[Start of Attachment]

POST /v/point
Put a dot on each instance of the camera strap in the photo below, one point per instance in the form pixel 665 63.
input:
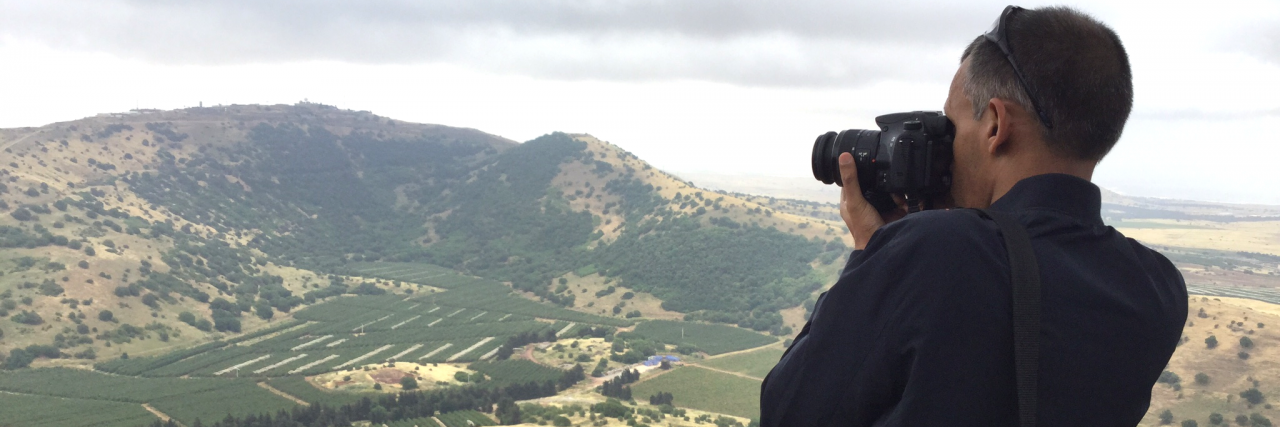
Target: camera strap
pixel 1024 274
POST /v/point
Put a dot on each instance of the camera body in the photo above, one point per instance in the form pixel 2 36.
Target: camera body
pixel 910 156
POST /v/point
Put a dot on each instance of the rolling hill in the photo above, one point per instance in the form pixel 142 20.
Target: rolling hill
pixel 114 228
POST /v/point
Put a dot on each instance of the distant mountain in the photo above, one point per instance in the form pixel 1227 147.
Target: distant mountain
pixel 177 225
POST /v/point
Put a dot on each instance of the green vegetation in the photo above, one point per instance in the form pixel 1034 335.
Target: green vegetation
pixel 713 339
pixel 722 272
pixel 517 371
pixel 461 418
pixel 33 411
pixel 298 388
pixel 753 363
pixel 414 422
pixel 238 398
pixel 705 390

[End of Attachment]

BRIEF ::
From the line containing "Put a dot on each instance of the distant" down to the last line of the data, transcribe every line exactly; nothing else should appear.

ANSWER BOX ::
Put a dot on each instance of the distant mountain in the photo above, one point per instance in the form pixel 1227 147.
Target: distant mountain
pixel 177 225
POST /v/point
Put a dot on each instance of the green vegetation in the photo above, one point per instance in the form pixel 1034 335.
Target: green vegetation
pixel 713 339
pixel 722 272
pixel 517 371
pixel 461 418
pixel 33 411
pixel 298 388
pixel 753 363
pixel 414 422
pixel 238 398
pixel 705 390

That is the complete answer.